SELECTED PASSAGE.
___

View: Theater | Fall 2012


Center Stage

Be sure to secure a seat at one—or more—of this season’s most spectacular performances.

By Ashley Breeding

Derived from the early Athenian tragedies acted out on stage (or in arenas) around the fifth century B.C., Western theater has evolved across many cultures over the centuries into a variety of genres—from comedy to tragedy to tragi-comedy, with many in between. Whether you crave melodrama, slapstick, dance, song or fantasy, guests of the St. Regis can find a fantastic on-stage performance at a theater close by—or even right on the property.

___

EXTRACTED RECORDS.
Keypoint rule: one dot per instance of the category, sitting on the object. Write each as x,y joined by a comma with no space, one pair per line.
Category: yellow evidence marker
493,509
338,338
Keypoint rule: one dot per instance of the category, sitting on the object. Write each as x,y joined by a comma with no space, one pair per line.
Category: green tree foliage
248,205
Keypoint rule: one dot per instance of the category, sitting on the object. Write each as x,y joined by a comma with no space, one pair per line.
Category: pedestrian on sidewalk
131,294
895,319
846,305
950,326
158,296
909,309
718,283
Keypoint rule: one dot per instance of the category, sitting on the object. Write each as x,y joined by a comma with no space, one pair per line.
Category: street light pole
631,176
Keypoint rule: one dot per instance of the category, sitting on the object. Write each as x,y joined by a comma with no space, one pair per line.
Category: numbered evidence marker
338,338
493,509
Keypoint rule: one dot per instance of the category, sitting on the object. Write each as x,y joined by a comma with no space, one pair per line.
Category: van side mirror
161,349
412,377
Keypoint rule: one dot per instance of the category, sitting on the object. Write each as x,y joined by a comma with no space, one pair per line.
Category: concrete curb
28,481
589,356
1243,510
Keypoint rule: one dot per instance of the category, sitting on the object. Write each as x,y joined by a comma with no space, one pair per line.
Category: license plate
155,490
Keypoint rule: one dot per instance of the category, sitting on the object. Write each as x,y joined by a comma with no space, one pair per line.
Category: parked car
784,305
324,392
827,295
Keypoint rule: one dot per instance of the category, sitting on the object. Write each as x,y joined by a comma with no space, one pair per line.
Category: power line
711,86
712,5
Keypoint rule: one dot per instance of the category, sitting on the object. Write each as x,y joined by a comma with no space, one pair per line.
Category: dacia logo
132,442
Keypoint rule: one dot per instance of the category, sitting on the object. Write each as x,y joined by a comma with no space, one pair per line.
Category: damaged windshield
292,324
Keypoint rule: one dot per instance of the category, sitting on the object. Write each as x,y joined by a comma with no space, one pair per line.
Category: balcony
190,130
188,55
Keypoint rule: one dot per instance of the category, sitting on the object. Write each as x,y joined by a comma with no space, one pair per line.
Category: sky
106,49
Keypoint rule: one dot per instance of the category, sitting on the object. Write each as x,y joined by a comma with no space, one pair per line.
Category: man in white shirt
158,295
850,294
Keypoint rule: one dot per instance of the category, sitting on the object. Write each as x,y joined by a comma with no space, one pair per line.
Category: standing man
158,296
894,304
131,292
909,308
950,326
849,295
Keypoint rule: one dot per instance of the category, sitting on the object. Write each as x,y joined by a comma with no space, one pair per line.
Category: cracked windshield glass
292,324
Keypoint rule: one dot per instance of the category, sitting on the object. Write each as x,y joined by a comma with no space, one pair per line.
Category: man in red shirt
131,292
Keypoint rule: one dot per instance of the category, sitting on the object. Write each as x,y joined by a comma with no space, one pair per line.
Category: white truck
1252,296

___

EXERCISE REQUIREMENTS.
1. Answer these questions using the theater article:
(a) Who wrote it?
(b) Around what century did the early Athenian tragedies it mentions take place?
(c) The guests of which hotel can find a performance close by or on the property?
2. Carry the theater article on from its final sentence.
The entries come from a different source than the theater article.

THE REPLIES.
1.
(a) Ashley Breeding
(b) The fifth century B.C.
(c) The St. Regis

2.
The five-time Tony Award-winning production (including Best Play), “War Horse,” gallops to Fox Theatre (Sept. 25 – 30), where it makes its Atlanta debut. Based on Michael Morpurgo’s novel and Steven Spielberg’s feature film of the same name, “War Horse” is the powerful story of young Albert’s beloved horse, Joey, who has been enlisted to fight for the English in World War I, where he lands in enemy crossfire. In this tale of courage and friendship, Albert—too young to enlist—embarks on a treacherous mission to find his beloved horse and bring him home. (Fox Theatre, 660 Peachtree St., NE;


Guests of The St. Regis Princeville Resort can uncover the mysteries of the land. On Thursday nights, the resort hosts the Mailani Hawaiian dinner experience, featuring a buffet, show and welcome cocktail. Through chant, hula and storytelling, performers capture the essence of the land known as Halele’a, the house of joy. The Mailani Dinner Show is a seasonal offering. (808-826-2746)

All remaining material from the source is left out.